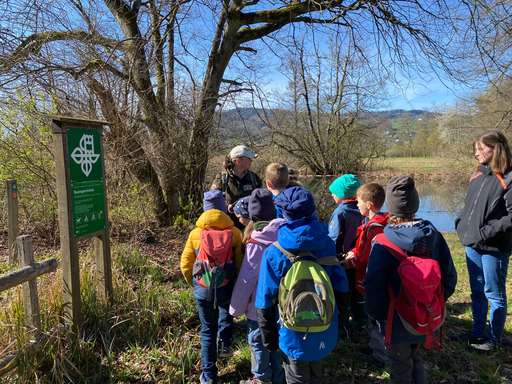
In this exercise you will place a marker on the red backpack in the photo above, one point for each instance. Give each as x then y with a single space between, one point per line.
420 303
214 260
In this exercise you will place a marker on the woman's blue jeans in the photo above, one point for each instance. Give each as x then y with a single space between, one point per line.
265 365
487 278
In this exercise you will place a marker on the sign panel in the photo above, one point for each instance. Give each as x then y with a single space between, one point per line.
88 204
85 171
84 148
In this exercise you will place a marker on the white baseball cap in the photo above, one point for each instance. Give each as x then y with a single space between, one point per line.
241 151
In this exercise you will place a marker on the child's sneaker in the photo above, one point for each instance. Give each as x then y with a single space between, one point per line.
254 380
468 337
203 380
486 347
223 351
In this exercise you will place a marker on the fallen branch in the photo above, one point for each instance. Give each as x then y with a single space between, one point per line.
33 348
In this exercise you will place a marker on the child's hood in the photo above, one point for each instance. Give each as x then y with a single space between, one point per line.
380 218
416 237
306 234
268 234
351 206
214 218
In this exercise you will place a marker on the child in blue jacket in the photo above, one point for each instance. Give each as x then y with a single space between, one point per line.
343 225
415 236
302 356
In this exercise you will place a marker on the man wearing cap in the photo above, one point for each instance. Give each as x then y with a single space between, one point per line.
237 180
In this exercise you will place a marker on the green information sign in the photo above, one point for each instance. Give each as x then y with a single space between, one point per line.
84 147
88 203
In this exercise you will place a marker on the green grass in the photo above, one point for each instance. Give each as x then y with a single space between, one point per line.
421 165
151 333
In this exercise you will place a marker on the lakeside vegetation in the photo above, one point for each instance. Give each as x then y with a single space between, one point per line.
151 333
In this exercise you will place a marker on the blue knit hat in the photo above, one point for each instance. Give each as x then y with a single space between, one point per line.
345 186
214 200
261 205
296 203
241 207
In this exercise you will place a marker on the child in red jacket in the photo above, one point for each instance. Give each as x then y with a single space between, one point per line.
370 199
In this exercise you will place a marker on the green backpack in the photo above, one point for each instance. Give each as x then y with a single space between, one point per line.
306 299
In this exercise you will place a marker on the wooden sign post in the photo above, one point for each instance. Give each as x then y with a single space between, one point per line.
12 220
81 190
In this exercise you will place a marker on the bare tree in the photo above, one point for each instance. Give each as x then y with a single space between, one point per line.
123 55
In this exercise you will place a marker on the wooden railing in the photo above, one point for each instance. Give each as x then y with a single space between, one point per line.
26 276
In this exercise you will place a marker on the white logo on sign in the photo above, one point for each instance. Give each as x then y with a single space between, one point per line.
84 155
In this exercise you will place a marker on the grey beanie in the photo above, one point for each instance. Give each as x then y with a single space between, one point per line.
401 196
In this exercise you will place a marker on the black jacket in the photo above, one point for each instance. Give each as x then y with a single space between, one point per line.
234 188
486 220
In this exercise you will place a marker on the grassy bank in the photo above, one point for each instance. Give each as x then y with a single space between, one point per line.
421 165
151 334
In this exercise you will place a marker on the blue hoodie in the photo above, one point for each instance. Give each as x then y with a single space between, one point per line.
414 237
306 234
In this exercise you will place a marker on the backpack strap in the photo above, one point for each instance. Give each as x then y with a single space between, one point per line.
330 260
398 252
251 240
223 181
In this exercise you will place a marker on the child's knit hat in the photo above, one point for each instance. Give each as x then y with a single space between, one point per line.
402 198
241 207
214 200
345 186
296 203
261 205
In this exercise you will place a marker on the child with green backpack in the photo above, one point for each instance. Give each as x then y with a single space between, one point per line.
211 258
306 333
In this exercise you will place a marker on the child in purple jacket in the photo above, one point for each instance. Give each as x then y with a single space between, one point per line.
258 235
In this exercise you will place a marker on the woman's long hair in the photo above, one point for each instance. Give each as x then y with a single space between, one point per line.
501 157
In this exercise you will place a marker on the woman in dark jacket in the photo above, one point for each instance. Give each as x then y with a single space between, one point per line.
485 229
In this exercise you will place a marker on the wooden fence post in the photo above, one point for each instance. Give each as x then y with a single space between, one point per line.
30 298
12 220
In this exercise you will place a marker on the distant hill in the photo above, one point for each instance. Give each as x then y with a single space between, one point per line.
238 115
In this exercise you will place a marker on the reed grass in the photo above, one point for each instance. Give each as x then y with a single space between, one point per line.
151 333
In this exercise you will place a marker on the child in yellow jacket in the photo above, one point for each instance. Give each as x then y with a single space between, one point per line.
214 314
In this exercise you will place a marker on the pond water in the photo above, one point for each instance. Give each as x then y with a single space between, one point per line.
441 197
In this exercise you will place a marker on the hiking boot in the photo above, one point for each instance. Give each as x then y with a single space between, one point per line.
468 337
203 380
365 349
254 380
242 324
224 352
372 361
485 347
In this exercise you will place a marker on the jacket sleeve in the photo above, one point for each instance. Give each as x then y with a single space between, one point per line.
448 271
266 298
376 282
238 252
259 184
188 257
363 255
246 281
334 227
500 227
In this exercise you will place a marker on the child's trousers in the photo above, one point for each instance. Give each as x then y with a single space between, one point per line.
265 365
215 322
303 372
406 364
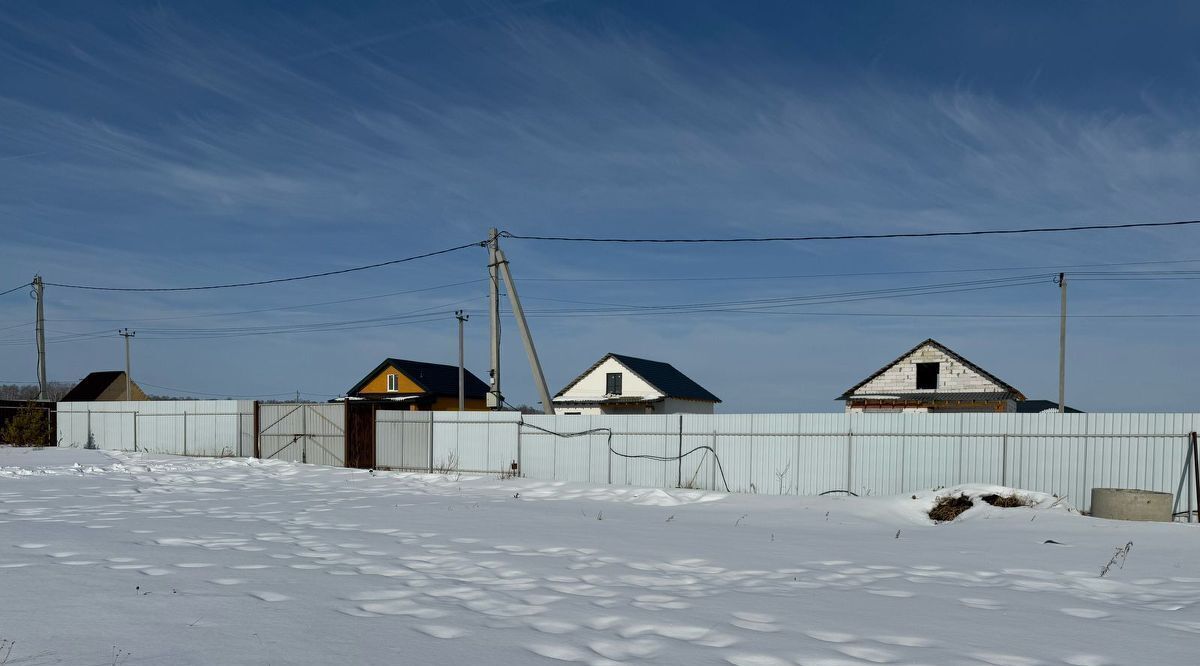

> Written instruction
Show every line in the data above that contains the word "post".

> Right answer
In this exercise you will place a marker on the wooden sign post in the photo above, one point for each instance. Give each as x then y with a single space between, one point per line.
In this exercise you will place a marker on the wooden fence post in the photo above, one point for each instance. Give each as x then y with a single space between, one point per line.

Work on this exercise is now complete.